EXERCISES TO COMPLETE →
(A) In the article on the NHL concussion settlement, transcribe the passage from "Underscored by a" to "concerns for them.".
(B) According to the article on the NHL concussion settlement, how much in cash payments will each player who opts in receive?
___ SELECTED PASSAGE
The Chicago Daily Law Bulletin Published Timothy Liam EPSTEIN'S Article Entitled, "'Lines drawn in the sand' over NHL concussion settlement."

Underscored by a $1 billion settlement between the National Football League and its former players is a lawsuit filed in 2013 by former National Hockey League players against the league.

The suit initially alleged that the NHL knew about the risks of head trauma that its players assume and that they should have taken action to inform and protect the players from long-term health problems.

The suit also detailed that the culture of violence surrounding the game continues to put these men in harm’s way and that the league is far more concerned with profits than the safety of its players.

The lawsuit may have finally reached its conclusion when the NHL announced a few weeks ago that it had come to a tentative settlement with 318 former players alleging that playing in the NHL resulted in long-term health concerns for them.

The settlement, reached after many months of contentious mediation, calls for the players involved to receive a total $18.9 million. This amount is dwarfed by the NFL settlement of 2013, however, the players involved in this suit were apparently more concerned with long-term medical coverage.

Plaintiff’s attorney Charles Zimmerman stated that most players involved were pleased with the terms.

Under the agreement, each player who opts in will receive $22,000 in cash payments as well as eligibility for up to $75,000 in medical treatment. Medical treatment is said to include neurological testing and assessment paid for by the league if the player being examined tests positive on two or more concussion tests. The settlement also establishes a “common good fund” for retired players in need of financial aid, including players who did not participate in the litigation.

This hard-fought battle finally resulted in this agreement because of the sheer power that the NHL holds over its former players. During the four years that the lawsuit was pending, the NHL refused to agree to future benefits for all retired players, something that the NFL agreed to in its settlement.

The NHL also successfully prevented the suit from being classified as a class action several months ago with the judge citing Rule 23 of the Federal Rules of Civil Procedure. Rule 23 states that a judge can only certify a class when: (1) the class is so numerous that joinder of all members is impracticable; (2) there are questions of law or fact common to the class; (3) the claims or defenses of the representative parties are typical of the claims or defenses of the class; and (4) the representative parties will fairly and adequately protect the interests of the class. Fed. R. Civ. P. 23.
______
___ INFORMATION SHOWN
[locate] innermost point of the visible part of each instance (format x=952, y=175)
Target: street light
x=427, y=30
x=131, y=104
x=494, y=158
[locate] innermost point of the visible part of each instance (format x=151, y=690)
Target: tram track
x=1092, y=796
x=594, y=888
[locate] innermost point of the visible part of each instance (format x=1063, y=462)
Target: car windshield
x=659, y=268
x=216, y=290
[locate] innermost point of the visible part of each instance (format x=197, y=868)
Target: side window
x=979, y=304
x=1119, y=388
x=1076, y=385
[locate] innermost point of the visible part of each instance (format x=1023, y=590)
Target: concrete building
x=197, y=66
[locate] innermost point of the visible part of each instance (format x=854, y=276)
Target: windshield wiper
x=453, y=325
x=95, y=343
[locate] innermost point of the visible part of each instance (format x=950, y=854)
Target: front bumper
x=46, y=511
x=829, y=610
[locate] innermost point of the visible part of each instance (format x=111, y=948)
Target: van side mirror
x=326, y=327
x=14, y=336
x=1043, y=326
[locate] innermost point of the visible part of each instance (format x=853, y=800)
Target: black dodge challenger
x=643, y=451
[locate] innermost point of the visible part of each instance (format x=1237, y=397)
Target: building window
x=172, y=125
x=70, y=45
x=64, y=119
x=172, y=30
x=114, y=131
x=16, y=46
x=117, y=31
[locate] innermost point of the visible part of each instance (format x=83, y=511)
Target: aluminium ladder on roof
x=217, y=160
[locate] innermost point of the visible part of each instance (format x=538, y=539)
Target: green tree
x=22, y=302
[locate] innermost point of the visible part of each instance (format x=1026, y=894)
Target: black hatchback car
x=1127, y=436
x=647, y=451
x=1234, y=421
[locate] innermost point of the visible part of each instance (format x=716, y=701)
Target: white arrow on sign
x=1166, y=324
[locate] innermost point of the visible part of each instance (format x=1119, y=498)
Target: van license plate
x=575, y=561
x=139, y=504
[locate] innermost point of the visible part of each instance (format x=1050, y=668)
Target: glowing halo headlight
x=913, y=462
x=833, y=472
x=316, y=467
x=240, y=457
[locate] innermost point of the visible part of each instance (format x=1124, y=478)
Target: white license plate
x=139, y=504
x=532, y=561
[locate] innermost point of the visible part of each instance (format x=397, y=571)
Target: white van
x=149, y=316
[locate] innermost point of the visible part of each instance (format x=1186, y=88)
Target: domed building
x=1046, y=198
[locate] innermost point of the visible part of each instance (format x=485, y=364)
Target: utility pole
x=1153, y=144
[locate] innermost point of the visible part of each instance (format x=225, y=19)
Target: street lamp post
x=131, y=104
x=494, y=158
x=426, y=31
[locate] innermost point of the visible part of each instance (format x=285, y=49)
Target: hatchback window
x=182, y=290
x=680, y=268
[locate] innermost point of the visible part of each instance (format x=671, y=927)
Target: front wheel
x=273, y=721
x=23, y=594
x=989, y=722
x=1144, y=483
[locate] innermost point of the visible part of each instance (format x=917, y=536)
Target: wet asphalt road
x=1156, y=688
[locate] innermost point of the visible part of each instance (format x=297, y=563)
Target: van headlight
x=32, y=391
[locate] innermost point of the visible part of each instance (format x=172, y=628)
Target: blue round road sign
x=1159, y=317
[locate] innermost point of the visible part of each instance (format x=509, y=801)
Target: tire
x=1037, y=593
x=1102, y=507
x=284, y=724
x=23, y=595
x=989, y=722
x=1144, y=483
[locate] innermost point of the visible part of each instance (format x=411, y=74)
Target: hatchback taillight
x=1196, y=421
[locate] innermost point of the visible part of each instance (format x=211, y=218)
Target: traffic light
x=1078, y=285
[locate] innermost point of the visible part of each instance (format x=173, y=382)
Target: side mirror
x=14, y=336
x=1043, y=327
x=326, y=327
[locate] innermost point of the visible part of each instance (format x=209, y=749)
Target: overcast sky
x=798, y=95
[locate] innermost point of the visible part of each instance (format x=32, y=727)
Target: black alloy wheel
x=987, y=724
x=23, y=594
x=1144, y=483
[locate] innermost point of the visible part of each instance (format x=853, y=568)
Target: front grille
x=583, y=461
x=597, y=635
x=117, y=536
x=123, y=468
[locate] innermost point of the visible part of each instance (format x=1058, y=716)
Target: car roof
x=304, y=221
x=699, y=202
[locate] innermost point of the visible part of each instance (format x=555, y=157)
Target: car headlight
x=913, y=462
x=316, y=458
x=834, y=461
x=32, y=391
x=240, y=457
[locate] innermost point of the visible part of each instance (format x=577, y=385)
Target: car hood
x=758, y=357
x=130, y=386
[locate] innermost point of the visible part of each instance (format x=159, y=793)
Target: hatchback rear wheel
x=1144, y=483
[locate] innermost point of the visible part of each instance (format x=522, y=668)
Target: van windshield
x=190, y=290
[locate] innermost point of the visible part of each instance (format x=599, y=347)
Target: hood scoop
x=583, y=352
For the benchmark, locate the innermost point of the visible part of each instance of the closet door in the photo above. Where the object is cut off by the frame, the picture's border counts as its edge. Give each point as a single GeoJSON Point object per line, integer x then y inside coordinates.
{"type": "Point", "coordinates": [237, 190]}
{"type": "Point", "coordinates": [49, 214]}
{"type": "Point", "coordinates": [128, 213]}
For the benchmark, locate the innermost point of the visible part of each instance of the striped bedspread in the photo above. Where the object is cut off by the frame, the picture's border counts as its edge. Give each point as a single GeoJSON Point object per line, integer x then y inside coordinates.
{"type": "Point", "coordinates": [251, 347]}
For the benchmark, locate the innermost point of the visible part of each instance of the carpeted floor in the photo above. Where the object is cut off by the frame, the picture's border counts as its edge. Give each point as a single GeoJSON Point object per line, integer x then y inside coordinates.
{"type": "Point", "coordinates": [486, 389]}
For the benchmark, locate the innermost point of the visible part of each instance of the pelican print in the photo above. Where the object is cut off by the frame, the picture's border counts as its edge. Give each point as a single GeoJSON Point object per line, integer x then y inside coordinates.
______
ANSWERS TO THE TASKS →
(A)
Underscored by a $1 billion settlement between the National Football League and its former players is a lawsuit filed in 2013 by former National Hockey League players against the league.

The suit initially alleged that the NHL knew about the risks of head trauma that its players assume and that they should have taken action to inform and protect the players from long-term health problems.

The suit also detailed that the culture of violence surrounding the game continues to put these men in harm’s way and that the league is far more concerned with profits than the safety of its players.

The lawsuit may have finally reached its conclusion when the NHL announced a few weeks ago that it had come to a tentative settlement with 318 former players alleging that playing in the NHL resulted in long-term health concerns for them.

(B) $22,000